Material provided:
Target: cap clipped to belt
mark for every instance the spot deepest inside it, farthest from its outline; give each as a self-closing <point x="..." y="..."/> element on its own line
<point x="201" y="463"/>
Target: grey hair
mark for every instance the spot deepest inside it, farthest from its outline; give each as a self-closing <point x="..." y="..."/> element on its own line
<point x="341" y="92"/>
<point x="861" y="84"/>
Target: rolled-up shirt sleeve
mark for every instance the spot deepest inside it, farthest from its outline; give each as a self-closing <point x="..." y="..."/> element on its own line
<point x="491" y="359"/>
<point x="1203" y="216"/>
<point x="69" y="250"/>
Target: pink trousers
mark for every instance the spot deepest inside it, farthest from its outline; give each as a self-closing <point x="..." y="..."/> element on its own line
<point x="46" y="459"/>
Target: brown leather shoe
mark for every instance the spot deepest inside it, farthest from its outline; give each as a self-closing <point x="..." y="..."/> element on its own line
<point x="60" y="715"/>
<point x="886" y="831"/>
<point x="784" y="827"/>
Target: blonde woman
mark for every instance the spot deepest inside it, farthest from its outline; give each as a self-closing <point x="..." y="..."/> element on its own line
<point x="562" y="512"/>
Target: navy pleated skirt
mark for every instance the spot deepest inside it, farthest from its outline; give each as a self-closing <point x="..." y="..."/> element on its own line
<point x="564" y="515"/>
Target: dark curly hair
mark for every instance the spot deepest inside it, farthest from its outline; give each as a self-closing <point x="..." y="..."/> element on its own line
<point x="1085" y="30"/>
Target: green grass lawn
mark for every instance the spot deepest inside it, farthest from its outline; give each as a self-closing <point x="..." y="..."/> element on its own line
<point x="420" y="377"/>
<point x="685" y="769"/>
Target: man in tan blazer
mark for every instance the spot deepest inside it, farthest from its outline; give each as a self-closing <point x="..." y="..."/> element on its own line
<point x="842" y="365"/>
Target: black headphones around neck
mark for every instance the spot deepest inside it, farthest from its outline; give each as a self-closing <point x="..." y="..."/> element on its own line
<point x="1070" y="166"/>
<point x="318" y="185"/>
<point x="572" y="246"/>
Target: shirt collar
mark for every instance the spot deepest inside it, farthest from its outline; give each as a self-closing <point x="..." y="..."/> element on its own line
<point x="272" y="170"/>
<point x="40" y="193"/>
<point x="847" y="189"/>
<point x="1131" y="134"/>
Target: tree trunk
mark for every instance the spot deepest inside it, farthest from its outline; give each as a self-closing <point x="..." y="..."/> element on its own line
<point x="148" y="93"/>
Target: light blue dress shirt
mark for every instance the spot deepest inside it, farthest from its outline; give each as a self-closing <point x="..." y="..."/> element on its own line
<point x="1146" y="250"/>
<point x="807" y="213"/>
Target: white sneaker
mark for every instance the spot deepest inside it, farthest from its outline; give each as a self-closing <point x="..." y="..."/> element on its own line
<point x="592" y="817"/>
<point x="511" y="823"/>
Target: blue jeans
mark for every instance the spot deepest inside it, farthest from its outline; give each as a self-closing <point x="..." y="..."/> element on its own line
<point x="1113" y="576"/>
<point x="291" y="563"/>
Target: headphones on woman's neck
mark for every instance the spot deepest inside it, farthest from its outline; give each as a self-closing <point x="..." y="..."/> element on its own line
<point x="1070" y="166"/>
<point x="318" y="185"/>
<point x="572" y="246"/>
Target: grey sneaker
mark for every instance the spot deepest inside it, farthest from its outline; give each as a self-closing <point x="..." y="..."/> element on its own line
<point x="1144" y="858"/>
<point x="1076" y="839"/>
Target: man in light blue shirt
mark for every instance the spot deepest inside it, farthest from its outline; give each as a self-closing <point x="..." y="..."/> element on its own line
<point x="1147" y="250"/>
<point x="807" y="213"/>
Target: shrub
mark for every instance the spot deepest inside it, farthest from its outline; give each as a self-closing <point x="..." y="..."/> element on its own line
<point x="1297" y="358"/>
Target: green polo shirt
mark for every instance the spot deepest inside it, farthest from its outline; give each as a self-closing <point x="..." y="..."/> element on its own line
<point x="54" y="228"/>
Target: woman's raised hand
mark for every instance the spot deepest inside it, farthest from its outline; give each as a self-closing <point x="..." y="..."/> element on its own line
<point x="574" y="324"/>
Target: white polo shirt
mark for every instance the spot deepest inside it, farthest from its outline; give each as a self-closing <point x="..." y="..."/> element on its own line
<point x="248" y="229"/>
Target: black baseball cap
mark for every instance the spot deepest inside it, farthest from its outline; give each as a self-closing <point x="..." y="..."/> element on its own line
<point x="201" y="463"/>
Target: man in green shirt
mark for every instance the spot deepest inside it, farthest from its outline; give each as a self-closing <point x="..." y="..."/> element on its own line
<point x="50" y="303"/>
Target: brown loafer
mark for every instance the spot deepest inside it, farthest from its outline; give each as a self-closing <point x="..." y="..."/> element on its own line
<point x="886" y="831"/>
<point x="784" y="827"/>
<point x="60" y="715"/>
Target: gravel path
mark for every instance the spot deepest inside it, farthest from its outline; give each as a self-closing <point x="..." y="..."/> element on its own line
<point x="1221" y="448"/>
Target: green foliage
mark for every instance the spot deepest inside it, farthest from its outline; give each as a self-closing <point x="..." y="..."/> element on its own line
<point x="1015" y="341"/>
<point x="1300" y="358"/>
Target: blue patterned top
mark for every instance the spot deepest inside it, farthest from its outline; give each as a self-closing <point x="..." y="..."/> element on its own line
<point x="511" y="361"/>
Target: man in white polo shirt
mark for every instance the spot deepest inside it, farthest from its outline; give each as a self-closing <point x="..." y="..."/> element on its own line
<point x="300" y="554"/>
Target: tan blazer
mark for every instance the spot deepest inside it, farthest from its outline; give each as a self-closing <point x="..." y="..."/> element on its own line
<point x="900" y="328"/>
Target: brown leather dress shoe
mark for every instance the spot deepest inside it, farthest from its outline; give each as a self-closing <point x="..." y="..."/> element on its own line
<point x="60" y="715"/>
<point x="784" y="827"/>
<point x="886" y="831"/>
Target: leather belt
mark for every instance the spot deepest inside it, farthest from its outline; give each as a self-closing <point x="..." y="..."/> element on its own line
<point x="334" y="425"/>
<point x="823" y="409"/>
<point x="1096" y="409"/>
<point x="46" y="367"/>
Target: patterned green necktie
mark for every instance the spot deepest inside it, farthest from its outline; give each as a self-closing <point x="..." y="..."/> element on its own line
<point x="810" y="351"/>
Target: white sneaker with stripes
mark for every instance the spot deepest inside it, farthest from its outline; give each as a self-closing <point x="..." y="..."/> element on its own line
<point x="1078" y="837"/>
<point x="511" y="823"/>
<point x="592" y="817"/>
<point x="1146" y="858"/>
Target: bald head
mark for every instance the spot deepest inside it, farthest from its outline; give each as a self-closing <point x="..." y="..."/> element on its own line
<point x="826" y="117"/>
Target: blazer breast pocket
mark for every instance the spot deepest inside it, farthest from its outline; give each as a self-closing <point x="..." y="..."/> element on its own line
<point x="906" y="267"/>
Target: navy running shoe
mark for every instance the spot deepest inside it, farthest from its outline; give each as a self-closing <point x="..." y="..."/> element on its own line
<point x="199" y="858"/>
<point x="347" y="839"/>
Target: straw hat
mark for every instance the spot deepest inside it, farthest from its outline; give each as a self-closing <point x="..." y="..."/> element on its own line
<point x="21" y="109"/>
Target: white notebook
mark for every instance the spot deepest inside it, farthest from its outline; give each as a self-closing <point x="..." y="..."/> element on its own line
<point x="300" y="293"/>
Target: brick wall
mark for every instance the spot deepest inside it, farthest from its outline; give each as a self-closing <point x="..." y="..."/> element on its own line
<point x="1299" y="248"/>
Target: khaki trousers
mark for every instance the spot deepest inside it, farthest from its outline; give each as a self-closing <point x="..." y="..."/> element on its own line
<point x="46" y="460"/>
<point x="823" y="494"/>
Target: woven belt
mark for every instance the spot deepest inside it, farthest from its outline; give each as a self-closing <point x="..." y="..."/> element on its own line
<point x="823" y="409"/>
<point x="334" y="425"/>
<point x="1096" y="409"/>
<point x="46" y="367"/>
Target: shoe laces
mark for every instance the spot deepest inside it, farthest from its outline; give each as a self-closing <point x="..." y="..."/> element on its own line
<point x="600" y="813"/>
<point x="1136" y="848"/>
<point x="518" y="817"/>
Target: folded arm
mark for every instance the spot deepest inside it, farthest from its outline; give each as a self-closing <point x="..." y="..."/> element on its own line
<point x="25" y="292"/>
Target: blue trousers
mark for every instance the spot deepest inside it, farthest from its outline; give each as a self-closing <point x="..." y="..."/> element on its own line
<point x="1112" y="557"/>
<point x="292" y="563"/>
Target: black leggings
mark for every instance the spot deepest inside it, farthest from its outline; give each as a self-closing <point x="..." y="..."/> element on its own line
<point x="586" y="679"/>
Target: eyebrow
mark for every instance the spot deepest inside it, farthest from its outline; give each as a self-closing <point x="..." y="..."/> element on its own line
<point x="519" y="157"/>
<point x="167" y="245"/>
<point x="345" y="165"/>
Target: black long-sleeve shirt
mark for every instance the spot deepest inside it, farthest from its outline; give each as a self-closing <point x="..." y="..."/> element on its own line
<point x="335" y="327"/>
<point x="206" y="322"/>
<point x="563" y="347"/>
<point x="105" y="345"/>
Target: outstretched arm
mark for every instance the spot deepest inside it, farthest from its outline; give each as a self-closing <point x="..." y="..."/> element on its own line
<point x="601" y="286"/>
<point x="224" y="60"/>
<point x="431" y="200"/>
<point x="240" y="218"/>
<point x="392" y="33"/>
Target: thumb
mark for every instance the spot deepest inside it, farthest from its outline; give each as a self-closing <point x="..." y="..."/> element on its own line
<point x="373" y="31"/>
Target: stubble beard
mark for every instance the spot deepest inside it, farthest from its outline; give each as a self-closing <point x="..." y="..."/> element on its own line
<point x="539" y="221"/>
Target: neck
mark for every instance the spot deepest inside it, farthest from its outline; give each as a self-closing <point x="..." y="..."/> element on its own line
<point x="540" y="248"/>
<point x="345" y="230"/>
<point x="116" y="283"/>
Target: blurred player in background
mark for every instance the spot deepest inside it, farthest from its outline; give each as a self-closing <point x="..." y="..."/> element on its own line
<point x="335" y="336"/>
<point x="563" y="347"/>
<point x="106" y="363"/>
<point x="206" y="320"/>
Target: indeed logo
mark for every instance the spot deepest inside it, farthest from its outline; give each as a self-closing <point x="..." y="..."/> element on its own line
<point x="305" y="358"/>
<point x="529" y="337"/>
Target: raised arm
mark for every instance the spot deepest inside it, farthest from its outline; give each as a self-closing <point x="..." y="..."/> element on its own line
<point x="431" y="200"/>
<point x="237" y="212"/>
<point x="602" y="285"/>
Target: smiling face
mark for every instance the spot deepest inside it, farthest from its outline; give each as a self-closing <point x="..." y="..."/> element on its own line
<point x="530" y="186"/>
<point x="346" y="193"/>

What the task asks:
Rewrite everything from the line containing "Target: raised arm" down through the end of the records, including the requests. Multiply each point coordinate in the answers by 0.75 and round to the nearest whole number, with halves rounded up.

Exercise solution:
Target: raised arm
mark for every instance the spot deepest inside it, farthest from its outline; give each as a self-closing <point x="..." y="..."/> element on its own line
<point x="323" y="150"/>
<point x="178" y="159"/>
<point x="452" y="214"/>
Target: smiling face
mark for every instance the spot deepest inside it, farthest from its outline; give each as a self-closing <point x="..." y="..."/> element on its own line
<point x="398" y="140"/>
<point x="260" y="145"/>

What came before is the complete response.